- [Entries shown]
:::::

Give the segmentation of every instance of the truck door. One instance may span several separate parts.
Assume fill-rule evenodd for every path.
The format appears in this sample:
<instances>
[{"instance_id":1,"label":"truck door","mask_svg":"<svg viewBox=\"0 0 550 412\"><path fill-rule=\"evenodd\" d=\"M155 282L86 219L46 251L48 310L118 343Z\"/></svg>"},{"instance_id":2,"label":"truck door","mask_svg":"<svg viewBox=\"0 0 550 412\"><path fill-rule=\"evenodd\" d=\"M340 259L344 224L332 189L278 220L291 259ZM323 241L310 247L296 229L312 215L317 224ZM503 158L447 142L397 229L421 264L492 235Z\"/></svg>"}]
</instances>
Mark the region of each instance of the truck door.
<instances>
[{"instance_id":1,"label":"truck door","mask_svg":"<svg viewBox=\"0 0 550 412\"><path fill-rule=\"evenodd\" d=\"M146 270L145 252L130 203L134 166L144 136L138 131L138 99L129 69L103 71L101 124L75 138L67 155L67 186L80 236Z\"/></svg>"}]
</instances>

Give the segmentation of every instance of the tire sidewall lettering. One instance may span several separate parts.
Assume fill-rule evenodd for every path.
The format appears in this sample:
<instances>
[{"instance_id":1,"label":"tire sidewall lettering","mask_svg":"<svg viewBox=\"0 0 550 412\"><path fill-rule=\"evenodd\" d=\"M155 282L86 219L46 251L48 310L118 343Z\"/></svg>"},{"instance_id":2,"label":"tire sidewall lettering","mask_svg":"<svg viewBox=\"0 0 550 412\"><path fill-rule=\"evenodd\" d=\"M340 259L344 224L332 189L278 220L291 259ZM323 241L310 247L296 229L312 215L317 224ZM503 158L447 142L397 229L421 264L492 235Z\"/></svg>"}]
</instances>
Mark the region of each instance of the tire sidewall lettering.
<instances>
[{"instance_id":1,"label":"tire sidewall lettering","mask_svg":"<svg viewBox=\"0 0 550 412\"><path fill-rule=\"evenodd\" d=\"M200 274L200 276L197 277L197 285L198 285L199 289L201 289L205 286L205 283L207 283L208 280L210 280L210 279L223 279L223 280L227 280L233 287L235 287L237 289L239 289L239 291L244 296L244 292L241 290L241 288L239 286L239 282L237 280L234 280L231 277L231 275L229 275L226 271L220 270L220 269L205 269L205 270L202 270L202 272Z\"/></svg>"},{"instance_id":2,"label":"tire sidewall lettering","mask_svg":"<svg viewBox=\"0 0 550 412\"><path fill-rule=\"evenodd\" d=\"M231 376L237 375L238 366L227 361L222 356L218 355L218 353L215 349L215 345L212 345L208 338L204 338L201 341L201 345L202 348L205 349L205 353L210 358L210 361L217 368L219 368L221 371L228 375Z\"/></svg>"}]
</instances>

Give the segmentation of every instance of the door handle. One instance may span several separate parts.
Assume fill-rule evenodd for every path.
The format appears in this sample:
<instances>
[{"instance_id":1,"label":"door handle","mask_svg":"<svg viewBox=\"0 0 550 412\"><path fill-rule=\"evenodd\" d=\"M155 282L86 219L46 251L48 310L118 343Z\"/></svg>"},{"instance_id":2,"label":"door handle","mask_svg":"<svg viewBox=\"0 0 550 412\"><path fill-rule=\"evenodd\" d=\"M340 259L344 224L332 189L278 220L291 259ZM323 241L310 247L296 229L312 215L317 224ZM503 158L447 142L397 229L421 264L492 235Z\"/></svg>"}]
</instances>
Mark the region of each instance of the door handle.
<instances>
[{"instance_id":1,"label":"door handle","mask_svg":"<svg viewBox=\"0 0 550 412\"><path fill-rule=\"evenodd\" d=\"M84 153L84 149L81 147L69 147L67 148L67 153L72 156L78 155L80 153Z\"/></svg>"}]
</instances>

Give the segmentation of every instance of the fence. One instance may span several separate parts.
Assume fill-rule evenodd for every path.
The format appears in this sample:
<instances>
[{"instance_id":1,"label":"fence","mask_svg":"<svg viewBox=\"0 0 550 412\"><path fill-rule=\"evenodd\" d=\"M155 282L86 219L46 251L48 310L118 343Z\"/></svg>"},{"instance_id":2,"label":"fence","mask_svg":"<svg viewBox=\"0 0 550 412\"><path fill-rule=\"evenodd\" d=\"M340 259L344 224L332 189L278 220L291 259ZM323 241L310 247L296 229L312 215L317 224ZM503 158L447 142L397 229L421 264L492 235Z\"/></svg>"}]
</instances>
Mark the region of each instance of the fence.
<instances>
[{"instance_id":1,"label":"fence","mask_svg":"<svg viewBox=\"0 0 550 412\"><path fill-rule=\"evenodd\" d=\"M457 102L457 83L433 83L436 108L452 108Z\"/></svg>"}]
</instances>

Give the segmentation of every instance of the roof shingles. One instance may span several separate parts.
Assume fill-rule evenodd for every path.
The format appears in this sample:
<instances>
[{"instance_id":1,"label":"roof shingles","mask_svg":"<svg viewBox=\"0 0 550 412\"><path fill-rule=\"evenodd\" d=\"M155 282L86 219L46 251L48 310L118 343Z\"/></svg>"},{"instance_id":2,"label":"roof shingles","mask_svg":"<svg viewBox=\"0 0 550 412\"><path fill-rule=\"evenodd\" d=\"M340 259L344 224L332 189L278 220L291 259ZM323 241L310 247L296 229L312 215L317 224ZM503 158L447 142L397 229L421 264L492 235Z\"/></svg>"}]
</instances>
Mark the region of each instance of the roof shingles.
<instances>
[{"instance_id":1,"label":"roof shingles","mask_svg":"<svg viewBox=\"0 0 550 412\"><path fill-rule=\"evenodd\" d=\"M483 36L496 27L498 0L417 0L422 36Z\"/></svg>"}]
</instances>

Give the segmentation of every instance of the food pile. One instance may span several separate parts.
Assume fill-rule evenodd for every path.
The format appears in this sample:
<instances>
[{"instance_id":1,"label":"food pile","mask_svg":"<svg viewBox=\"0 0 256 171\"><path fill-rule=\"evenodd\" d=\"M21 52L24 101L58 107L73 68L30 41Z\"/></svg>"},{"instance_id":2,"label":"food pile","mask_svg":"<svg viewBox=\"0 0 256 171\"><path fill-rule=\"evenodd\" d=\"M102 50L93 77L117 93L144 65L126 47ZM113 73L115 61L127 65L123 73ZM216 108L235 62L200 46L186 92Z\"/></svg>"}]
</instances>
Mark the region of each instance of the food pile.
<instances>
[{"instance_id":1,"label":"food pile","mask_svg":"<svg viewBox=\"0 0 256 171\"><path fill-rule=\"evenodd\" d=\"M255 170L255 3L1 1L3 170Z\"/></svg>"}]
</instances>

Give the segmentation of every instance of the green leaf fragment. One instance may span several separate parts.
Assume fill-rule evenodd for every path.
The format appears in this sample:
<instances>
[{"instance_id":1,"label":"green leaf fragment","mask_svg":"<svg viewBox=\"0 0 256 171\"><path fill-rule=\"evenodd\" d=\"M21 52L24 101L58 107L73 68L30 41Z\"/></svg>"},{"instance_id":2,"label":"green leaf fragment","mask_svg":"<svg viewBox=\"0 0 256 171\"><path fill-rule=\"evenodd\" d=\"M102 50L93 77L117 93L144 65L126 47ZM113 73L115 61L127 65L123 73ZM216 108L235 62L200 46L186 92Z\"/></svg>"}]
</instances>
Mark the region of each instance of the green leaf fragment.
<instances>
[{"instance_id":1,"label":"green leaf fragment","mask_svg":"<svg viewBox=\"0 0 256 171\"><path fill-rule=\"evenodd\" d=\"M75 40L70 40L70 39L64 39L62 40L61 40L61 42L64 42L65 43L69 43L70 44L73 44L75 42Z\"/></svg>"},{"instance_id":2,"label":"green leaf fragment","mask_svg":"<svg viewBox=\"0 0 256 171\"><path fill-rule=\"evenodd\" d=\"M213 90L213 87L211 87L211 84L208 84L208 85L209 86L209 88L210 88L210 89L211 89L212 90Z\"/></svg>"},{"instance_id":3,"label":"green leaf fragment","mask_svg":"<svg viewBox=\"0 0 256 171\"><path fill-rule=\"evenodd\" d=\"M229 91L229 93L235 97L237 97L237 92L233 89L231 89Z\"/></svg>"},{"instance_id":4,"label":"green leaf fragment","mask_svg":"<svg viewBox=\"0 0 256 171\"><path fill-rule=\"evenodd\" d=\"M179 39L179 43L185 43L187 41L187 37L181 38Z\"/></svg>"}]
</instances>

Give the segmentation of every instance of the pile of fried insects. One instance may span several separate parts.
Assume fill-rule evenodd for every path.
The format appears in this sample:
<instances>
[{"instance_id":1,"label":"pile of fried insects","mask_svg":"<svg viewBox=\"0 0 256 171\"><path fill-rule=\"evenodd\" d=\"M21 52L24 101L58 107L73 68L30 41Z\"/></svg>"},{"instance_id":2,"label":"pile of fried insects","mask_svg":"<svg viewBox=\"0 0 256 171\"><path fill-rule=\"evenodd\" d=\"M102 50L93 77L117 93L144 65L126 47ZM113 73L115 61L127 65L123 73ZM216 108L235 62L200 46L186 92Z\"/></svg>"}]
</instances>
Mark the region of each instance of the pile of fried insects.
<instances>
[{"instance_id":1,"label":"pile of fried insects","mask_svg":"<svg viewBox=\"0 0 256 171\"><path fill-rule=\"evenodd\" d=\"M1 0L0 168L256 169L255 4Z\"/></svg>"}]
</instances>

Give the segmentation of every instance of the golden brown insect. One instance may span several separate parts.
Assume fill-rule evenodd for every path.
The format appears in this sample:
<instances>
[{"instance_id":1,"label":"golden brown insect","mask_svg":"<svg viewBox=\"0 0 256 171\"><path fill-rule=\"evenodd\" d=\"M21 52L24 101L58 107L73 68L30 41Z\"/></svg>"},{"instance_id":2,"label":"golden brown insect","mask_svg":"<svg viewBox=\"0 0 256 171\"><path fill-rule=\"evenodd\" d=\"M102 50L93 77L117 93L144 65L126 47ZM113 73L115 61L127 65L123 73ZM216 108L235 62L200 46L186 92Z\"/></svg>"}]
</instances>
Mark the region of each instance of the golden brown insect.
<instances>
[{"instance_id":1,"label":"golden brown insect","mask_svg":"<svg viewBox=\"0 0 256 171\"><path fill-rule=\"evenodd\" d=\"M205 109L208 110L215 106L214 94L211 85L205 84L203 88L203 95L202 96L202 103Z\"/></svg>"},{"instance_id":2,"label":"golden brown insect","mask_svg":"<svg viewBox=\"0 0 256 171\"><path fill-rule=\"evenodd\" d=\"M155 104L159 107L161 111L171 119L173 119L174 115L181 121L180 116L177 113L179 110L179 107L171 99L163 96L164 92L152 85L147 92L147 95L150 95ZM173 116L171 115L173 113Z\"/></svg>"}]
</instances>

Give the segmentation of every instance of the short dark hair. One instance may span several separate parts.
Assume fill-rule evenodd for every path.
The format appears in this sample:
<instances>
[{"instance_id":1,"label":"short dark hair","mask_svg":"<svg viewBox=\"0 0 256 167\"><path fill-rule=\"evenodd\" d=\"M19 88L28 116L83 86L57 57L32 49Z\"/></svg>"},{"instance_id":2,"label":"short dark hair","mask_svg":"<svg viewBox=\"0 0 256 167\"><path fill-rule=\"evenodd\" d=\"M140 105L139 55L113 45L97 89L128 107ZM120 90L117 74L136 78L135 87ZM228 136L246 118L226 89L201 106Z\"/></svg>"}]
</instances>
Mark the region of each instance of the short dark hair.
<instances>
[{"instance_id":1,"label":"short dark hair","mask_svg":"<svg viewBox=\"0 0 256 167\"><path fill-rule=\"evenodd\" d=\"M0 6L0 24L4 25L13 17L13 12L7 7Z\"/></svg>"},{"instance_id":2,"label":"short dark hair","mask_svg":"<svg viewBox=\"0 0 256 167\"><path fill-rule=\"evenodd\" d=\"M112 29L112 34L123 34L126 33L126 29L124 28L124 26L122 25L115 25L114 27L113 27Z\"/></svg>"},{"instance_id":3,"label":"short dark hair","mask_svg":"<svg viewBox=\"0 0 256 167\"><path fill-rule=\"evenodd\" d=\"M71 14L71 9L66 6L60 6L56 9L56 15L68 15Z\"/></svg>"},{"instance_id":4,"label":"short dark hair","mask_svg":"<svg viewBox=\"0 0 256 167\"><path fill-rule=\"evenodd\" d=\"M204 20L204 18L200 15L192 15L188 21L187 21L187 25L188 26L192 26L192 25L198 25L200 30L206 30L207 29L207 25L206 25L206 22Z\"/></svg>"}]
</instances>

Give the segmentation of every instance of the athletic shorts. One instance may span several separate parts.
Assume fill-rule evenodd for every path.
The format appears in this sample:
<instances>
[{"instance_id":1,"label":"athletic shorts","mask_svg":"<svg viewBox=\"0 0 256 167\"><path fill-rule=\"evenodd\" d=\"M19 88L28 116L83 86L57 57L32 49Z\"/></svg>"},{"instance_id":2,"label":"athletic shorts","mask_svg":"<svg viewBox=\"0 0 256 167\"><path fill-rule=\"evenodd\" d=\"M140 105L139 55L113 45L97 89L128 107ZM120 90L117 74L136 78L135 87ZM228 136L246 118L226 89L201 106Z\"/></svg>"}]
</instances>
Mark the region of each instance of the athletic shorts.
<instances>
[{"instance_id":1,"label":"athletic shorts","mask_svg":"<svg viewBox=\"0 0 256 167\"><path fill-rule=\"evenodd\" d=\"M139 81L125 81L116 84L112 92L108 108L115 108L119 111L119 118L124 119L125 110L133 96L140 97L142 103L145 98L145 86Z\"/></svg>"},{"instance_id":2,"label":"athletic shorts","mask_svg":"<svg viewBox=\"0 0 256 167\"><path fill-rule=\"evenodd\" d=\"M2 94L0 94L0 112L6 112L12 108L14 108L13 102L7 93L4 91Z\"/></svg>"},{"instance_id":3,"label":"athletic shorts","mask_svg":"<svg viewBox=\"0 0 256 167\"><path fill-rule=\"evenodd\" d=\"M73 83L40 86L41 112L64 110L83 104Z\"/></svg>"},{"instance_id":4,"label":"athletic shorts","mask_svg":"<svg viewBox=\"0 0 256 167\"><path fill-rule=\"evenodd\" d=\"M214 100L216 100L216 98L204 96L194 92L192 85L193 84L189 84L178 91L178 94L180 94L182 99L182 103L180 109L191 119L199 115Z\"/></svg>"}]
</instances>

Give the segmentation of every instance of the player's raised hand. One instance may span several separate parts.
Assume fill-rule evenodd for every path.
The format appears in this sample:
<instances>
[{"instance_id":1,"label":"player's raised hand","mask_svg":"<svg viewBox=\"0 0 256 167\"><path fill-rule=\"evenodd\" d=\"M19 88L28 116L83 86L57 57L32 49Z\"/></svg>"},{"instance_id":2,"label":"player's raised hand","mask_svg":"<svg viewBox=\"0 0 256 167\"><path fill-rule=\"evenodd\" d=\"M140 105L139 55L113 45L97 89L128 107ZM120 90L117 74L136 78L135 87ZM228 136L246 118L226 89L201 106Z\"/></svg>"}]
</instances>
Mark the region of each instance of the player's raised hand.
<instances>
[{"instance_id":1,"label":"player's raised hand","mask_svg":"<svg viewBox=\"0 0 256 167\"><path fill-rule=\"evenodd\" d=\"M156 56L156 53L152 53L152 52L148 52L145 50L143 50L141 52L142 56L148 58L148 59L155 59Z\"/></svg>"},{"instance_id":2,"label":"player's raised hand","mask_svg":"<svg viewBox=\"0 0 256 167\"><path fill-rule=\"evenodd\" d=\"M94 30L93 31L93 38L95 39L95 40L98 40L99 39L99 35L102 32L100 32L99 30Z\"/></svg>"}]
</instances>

:::::

- [Description of the task]
Quote the stretch of items from the line containing "Give the segmentation of every instance of the player's" through the end of the items, both ends included, reproducing each line verbatim.

- [Response below]
Give the segmentation of every instance of the player's raised hand. One instance may span several separate parts.
Assume fill-rule evenodd for every path.
The format appears in this sample:
<instances>
[{"instance_id":1,"label":"player's raised hand","mask_svg":"<svg viewBox=\"0 0 256 167\"><path fill-rule=\"evenodd\" d=\"M19 88L28 116L83 86L57 57L32 49Z\"/></svg>"},{"instance_id":2,"label":"player's raised hand","mask_svg":"<svg viewBox=\"0 0 256 167\"><path fill-rule=\"evenodd\" d=\"M140 105L139 55L113 45L97 89L128 107ZM120 90L117 74L136 78L135 87ZM228 136L246 118L226 89L201 106Z\"/></svg>"}]
</instances>
Mark the region of each instance of the player's raised hand.
<instances>
[{"instance_id":1,"label":"player's raised hand","mask_svg":"<svg viewBox=\"0 0 256 167\"><path fill-rule=\"evenodd\" d=\"M156 56L156 53L152 53L152 52L148 52L145 50L143 50L141 52L142 56L148 58L148 59L155 59Z\"/></svg>"},{"instance_id":2,"label":"player's raised hand","mask_svg":"<svg viewBox=\"0 0 256 167\"><path fill-rule=\"evenodd\" d=\"M94 30L93 31L93 38L95 39L95 40L98 40L99 39L99 35L102 32L100 32L99 30Z\"/></svg>"}]
</instances>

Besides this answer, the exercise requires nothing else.